* [Given text]
What I have found from consulting with youth sports programs across the country over the last fifteen years is that programs in which women, usually mothers, are actively involved - not just as team moms, but as coaches and administrators - tend to put a higher premium on safety. Exhibit A is the football program in Newcastle, Oklahoma featured in my concussion documentary, The Smartest Team: Making High School Football Safer (PBS). I would never have assembled a team of world-class experts to parachute into the town in the summer of 2012 to help the program implement a comprehensive concussion risk management program called The Six Pillars had it not been for an email I got from a Newcastle mother of one of the players - who was also a school board member - reaching out to me for help in reducing the alarming number of concussions players had suffered the previous season.

2. Women are natural teachers. While there are exceptions to every rule, of course, I believe that women coaches tend to be more organized and prepared to provide a quality experience to all kids involved. I coached that way, and remember that parents constantly remarked on my organizational skills, and told me that my attention to detail had made them more organized sports parents as well.

3. Women tend to be less authoritarian leaders. Women tend to lead by consensus, a leadership style that even boys prefer, rather than employing a more authoritarian form of leadership. Women tend to connect by empathizing and establishing relationships. A mother's instinct to be a calming influence and peacemaker, and to want to emphasize how all players are alike, not different, serve her well as a youth sports coach, where playing favorites or allowing teammates to bully or tease other teammates can create a hostile psychological climate.

* [Dataset extract]
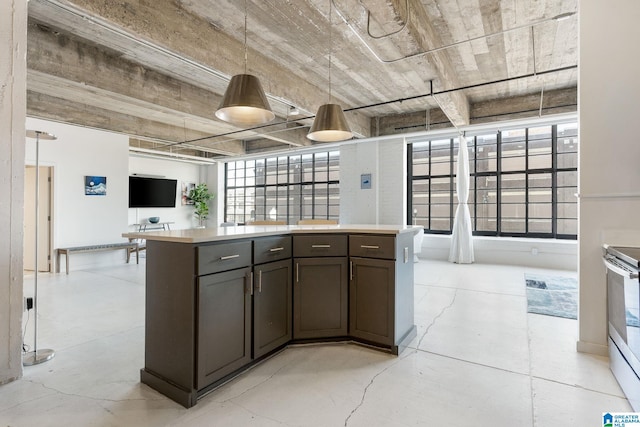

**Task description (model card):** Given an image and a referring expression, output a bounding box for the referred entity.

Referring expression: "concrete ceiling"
[27,0,578,159]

* [Work to complete]
1. In the text on women coaching youth sports, what is the name of the concussion risk management program that the Newcastle football program implemented?
2. Carry the text on women coaching youth sports forward from its final sentence.
The data was taken from a separate source and is not connected to the text.

* [Answers for this exercise]
1. The Six Pillars.

2.
4. Women are natural nurturers. Science has shown that women are generally more adept than men at detecting mood from facial expression, body posture, and gestures, and thus knowing if a child is unhappy. Because they tend to be emotionally open and have good communication skills, women are able to motivate and relate well to players, which is essential if a child is to have an enjoyable sports experience.

5. Women tend to want to find a balance between competition and cooperation. I have found that a woman's focus tends to be more on teamwork, arising out of her belief that the best result comes when everyone contributes and the most is gotten from everyone's individual talents. Women tend to reject the common supposition that competition must consist of winning and losing and of displays of power, dominance, and control, for better or worse. "What we need to be teaching our daughters and sons," said Alfie Kohn, author of No Contest, "is that it's possible to have a good time - a better time - without turning the playing field into a battlefield."

6. Women care about all children, not just their own. More than 9 in 10 mothers surveyed in a landmark study of mothers agreed with the statement, "After I became a mother, I found myself caring more about the well-being of all children, just not my own." As co-authors Martha Farrell Erickson and Enola Aird observed, mothers have a "special sense of responsibility for children in general."

7. Women are process- rather than result-oriented. This is what youth sports should be all about: an emphasis on the process (developing skills, both physical and social, and having fun) not solely on the result (wins and losses).

8. Mothers want to protect children from the pressures of the adult world. Nine out of ten mothers questioned in the Motherhood Study - and most child psychologists agree - that exposing kids too fast to the pressures of the adult world is a bad thing; that childhood should be a time when children are protected from, not intentionally exposed, to large parts of the adult world. Many mothers are concerned about the "disappearance of childhood" as the late author, media critic, and NYU professor Neil Postman, called it, and see themselves, in a sense, as what Postman called the "overseers" of children. As coaches, mothers tend to resist the concept, increasingly prevalent in today's youth sports, that intentionally exposing children to the harsh realities of the adult world (cut-throat competition, sorting out of winners and losers), even before they have reached puberty and grown into their bodies, is somehow a good idea.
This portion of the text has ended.